Collected data entries

■ ■ ■ ■ ■

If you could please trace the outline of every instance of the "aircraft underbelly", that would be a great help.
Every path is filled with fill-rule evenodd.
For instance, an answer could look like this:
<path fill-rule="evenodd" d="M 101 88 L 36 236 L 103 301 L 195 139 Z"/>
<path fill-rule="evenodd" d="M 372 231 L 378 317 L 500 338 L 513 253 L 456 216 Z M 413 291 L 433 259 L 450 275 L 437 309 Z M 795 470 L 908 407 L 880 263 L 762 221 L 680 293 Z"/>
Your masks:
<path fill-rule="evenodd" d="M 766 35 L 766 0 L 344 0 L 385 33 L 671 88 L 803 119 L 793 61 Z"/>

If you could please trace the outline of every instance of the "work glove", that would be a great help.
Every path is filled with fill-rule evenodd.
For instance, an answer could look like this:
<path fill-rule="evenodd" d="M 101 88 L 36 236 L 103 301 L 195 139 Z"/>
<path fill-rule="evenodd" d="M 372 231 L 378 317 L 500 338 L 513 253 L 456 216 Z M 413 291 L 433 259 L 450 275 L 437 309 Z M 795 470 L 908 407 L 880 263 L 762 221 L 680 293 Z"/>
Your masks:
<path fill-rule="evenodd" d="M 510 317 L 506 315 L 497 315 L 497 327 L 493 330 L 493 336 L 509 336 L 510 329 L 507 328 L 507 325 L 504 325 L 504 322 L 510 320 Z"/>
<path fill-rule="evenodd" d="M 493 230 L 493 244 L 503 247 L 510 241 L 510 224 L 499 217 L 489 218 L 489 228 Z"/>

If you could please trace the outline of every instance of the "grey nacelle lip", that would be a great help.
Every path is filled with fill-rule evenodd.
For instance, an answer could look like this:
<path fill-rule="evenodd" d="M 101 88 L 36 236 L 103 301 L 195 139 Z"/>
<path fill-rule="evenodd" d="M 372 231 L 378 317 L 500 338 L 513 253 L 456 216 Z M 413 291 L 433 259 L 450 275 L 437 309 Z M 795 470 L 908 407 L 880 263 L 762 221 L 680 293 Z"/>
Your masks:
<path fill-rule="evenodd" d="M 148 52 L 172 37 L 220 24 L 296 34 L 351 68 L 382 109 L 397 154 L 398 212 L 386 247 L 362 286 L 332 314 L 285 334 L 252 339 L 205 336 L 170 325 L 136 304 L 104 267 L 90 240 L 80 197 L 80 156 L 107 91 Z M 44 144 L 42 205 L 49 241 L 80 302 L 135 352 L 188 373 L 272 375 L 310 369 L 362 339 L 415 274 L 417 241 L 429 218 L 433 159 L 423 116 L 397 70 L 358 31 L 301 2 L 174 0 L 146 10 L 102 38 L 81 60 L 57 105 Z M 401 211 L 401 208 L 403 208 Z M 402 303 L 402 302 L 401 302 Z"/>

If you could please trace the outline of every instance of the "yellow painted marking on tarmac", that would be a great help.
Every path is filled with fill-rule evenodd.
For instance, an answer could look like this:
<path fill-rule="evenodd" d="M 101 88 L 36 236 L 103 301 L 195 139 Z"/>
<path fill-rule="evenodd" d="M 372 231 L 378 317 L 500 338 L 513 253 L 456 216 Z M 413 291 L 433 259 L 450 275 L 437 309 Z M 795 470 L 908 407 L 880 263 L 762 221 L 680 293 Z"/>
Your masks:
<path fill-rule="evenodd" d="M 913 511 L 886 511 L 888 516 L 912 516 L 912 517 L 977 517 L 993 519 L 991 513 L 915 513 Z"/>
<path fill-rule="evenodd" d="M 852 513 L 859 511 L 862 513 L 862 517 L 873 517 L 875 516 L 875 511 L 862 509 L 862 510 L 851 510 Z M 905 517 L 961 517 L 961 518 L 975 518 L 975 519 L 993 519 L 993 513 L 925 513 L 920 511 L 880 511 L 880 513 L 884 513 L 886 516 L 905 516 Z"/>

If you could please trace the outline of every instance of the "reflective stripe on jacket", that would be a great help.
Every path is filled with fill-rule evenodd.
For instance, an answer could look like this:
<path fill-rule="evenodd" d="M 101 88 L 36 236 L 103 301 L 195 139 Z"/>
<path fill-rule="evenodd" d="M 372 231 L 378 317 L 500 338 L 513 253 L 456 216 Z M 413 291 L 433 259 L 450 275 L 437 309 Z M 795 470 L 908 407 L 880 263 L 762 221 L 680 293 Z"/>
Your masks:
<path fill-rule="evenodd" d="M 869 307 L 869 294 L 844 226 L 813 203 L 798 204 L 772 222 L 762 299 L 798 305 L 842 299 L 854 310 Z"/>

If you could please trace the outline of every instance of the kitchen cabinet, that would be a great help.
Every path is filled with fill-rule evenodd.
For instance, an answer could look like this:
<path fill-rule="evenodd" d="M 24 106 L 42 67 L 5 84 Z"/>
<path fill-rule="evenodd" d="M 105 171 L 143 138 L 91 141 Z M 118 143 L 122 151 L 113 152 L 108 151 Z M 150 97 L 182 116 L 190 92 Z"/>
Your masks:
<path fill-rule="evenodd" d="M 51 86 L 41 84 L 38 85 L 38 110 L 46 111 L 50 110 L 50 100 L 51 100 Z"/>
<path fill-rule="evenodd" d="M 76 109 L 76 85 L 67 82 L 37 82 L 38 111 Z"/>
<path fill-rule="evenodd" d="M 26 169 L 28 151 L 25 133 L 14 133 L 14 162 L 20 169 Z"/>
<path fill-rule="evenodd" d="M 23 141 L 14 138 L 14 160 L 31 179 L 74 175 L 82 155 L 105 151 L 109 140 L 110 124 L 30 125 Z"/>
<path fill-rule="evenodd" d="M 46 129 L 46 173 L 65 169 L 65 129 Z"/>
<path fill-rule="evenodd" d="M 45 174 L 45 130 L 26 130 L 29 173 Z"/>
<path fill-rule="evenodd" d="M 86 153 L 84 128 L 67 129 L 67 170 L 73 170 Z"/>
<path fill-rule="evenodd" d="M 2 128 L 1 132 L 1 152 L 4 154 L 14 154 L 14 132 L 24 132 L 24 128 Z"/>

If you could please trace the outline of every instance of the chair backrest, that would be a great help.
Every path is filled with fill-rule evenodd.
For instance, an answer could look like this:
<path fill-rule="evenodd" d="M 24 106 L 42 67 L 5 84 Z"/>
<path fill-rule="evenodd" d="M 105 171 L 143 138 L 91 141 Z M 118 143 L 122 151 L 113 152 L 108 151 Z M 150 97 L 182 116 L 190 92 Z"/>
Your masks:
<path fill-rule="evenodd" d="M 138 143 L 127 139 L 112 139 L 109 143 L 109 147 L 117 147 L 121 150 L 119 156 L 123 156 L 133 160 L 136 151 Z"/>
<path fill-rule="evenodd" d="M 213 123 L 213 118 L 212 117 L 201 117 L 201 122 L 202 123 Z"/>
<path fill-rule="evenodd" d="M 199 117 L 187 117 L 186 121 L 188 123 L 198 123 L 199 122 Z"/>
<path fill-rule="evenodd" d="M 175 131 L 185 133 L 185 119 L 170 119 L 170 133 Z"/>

■ ■ ■ ■ ■

Please copy everything in the data from the line containing "painted marking on" down to the line containing "852 513 L 859", both lines included, character for character.

If you could please trace the outline of every instance of the "yellow painted marking on tarmac", that would be a great help.
Every path is filled with fill-rule evenodd.
For instance, an answer could look like this:
<path fill-rule="evenodd" d="M 101 88 L 36 236 L 103 301 L 195 139 Z"/>
<path fill-rule="evenodd" d="M 372 231 L 378 317 L 500 338 L 513 253 L 456 216 Z M 413 291 L 433 259 L 450 275 L 437 309 Z M 795 470 L 908 407 L 880 263 L 762 221 L 680 293 Z"/>
Your masks:
<path fill-rule="evenodd" d="M 913 511 L 886 511 L 888 516 L 912 516 L 912 517 L 977 517 L 993 519 L 991 513 L 915 513 Z"/>
<path fill-rule="evenodd" d="M 852 513 L 859 511 L 862 513 L 862 517 L 873 517 L 875 516 L 875 511 L 862 509 L 862 510 L 851 510 Z M 905 517 L 961 517 L 961 518 L 975 518 L 975 519 L 993 519 L 993 513 L 925 513 L 920 511 L 880 511 L 880 513 L 884 513 L 886 516 L 905 516 Z"/>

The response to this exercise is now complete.